▶ GOAL OF THE EXERCISE: I need all of the entries printed exactly.

** Opening SOURCE RECORDS block **

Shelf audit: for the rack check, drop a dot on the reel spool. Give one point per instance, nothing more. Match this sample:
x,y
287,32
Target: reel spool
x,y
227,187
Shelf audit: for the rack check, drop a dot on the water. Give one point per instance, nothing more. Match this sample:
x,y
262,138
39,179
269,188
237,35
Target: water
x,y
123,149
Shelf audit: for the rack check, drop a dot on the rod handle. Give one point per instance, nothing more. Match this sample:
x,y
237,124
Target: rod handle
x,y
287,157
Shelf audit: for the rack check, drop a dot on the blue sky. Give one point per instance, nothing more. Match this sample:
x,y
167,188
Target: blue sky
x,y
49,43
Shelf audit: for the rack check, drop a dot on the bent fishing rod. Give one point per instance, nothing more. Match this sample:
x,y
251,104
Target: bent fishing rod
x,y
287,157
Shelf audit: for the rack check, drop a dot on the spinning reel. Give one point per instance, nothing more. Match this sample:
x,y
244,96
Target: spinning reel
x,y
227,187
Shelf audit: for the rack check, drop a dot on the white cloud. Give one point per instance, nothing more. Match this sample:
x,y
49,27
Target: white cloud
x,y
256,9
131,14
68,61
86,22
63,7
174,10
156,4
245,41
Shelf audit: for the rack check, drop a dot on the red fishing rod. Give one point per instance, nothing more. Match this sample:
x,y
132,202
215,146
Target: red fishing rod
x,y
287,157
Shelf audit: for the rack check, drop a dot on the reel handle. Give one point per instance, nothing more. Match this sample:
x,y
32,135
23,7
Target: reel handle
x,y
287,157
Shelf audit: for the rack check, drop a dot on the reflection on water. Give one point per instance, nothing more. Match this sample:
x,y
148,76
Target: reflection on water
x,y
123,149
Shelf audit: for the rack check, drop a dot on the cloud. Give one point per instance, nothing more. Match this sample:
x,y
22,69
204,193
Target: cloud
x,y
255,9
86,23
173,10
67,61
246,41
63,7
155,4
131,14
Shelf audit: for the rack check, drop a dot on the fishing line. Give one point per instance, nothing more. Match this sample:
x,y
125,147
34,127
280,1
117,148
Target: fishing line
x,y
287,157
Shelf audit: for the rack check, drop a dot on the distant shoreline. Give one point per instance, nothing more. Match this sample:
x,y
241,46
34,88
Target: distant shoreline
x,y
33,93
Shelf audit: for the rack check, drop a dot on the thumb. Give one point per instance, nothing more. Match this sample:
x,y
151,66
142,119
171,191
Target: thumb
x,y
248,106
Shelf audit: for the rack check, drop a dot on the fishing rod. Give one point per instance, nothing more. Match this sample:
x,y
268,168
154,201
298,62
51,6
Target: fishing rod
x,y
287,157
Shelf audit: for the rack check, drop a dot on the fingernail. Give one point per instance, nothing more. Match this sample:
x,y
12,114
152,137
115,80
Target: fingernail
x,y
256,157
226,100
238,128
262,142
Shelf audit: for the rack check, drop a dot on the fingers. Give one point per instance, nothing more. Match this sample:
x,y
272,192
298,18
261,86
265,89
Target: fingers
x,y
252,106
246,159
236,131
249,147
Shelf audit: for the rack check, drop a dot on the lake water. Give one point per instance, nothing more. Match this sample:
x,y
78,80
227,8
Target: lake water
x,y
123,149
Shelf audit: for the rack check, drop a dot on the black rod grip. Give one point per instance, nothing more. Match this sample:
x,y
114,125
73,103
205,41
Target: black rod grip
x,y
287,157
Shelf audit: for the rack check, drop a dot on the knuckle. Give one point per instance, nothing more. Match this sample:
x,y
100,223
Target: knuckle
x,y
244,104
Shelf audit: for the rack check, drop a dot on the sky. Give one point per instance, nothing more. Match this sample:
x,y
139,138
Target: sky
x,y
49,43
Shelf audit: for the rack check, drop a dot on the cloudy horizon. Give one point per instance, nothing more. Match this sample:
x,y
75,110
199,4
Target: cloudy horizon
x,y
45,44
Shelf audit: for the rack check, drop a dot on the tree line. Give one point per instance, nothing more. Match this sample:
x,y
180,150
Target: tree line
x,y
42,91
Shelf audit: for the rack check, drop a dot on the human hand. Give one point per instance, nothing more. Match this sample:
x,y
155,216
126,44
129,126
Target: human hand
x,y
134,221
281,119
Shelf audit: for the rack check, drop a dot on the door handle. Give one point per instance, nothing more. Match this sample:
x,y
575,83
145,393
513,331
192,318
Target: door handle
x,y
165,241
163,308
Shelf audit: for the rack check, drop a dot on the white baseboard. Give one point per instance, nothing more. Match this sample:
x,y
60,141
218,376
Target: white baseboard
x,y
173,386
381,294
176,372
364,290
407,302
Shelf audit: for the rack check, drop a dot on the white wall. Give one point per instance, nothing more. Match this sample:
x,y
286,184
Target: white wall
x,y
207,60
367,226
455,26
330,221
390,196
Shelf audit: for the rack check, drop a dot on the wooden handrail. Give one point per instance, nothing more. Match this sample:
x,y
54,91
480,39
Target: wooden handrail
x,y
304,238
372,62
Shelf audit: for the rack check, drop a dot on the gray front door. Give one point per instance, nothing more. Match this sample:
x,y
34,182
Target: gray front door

** Closing SOURCE RECORDS block **

▶ RESULT OF THIS EXERCISE:
Shelf audit: for the rack check, drop a dot on the reel spool. Give one point per instance, nothing more. Match this sample:
x,y
287,32
Target: reel spool
x,y
227,187
Shelf audit: for the rack check, drop a dot on the water. Give one point per instance, nothing more. Match this sample:
x,y
262,138
39,179
269,188
237,35
Target: water
x,y
123,149
Shelf audit: for the rack check, drop a dot on the rod handle. Give one point per instance, nothing more. Match this sample:
x,y
237,124
Target: rod handle
x,y
287,157
Shelf audit: for the rack check, drop a dot on the blue sky. Give one point per instance, nothing more. Match this sample:
x,y
167,188
Target: blue sky
x,y
49,43
Shelf audit: for the rack check, drop a dot on the bent fishing rod. Give one point per instance, nothing more. Match this sample:
x,y
251,104
Target: bent fishing rod
x,y
287,157
Shelf audit: for the rack check, drop a dot on the spinning reel. Give one point per instance, nothing more. Match this sample:
x,y
244,96
Target: spinning reel
x,y
227,187
Shelf audit: for the rack check, drop a dot on the white cloud. Give one point per instance, nothing more. Match this sample:
x,y
49,27
Target: white cloud
x,y
256,9
131,14
68,61
86,22
63,7
174,10
156,4
245,41
Shelf audit: for the rack check, drop a dot on the red fishing rod. Give one point per instance, nothing more. Match this sample:
x,y
132,202
215,146
Target: red fishing rod
x,y
287,157
Shelf audit: for the rack check, drop a dot on the reel handle. Give one point per instance, nothing more. Match this sample:
x,y
32,135
23,7
Target: reel handle
x,y
287,157
Shelf audit: for the rack check, drop a dot on the reflection on water. Give one point per instance, nothing more. Match this sample:
x,y
148,76
Target: reflection on water
x,y
123,149
Shelf audit: for the rack check, drop a dot on the cloud. Give one point per instance, nothing more. Match this sample:
x,y
22,69
204,193
Target: cloud
x,y
255,9
86,23
173,10
67,61
246,41
63,7
155,4
131,14
Shelf audit: for the rack check, drop a dot on the fishing line. Give one point per instance, nothing more. Match this sample:
x,y
125,147
34,127
280,1
117,148
Target: fishing line
x,y
287,157
Shelf audit: for the rack check, drop a dot on the distant shoreline. Give one point per instance, nothing more. Match this sample:
x,y
241,46
34,88
Target: distant shoreline
x,y
33,93
Shelf audit: for the rack check, drop a dot on the thumb. Give one point per instance, nothing more. Match this sample:
x,y
151,66
142,119
171,191
Target: thumb
x,y
248,106
Shelf audit: for the rack check, drop a dot on the fishing rod. Give one point per instance, nothing more. Match this sample:
x,y
268,168
154,201
298,62
51,6
Target: fishing rod
x,y
287,157
Shelf audit: for the rack check, drop a dot on the fingernail. Give one point per instance, nothing more. Match this sample:
x,y
12,114
152,137
115,80
Target: fingernail
x,y
256,157
226,100
238,128
262,142
Shelf audit: for the rack check, drop a dot on the fingers. Give one point per instance, nothing more. Match this sample:
x,y
272,192
298,18
261,86
265,89
Target: fingers
x,y
252,106
246,159
236,131
249,147
Shelf audit: for the rack check, drop a dot on the lake water. Give one point per instance, nothing more. Match this sample:
x,y
78,80
227,8
Target: lake water
x,y
123,149
Shelf audit: for the rack check, drop a dot on the black rod grip. Give one point per instance, nothing more. Match this sample:
x,y
114,125
73,103
205,41
Target: black rod grip
x,y
287,157
Shelf audit: for the rack check, drop a dot on the knuckle. Give one point per instance, nothing more. Match this sample:
x,y
100,223
Target: knuckle
x,y
244,104
Shelf audit: for the rack check, drop a dot on the sky. Give one point per instance, nothing more. Match this sample:
x,y
139,138
Target: sky
x,y
49,43
Shelf audit: for the rack check, drop a dot on the cloudy horizon. Give one point per instance, nothing more. Match this sample:
x,y
75,110
199,4
Target: cloudy horizon
x,y
45,44
Shelf audit: for the rack check, drop a dot on the tree line. Give one point per instance, nothing more. Match this sample:
x,y
180,150
Target: tree line
x,y
42,91
Shelf audit: for the rack check, drop a dot on the human hand. Give one point per instance, nothing more. Match this sample:
x,y
155,216
126,44
129,126
Target: human hand
x,y
134,221
281,119
Shelf audit: for the rack check, drop a dot on the door handle. Give one point per instance, nothing more. Match this sample:
x,y
575,83
145,393
513,331
192,318
Target: door handle
x,y
165,241
163,308
Shelf audit: for the rack check, drop a dot on the white baseboard. Give one point per instance, nothing more. Match this sample:
x,y
60,141
218,376
Target: white baseboard
x,y
173,386
381,294
176,372
364,290
407,302
Shelf audit: for the rack check, drop a dot on the white wall. Give one point per instance, nothing more. Match this sample:
x,y
286,184
Target: white wall
x,y
207,60
367,226
455,26
330,221
390,196
Shelf audit: for the rack check, drop a dot on the wooden handrail. Give one point per instance, nothing more. Match this sample:
x,y
54,91
480,39
Target: wooden handrail
x,y
304,238
372,62
Shelf audit: for the rack check, drop a dot on the gray front door. Give one point per instance, nothing more. Match this sample:
x,y
34,182
Target: gray front door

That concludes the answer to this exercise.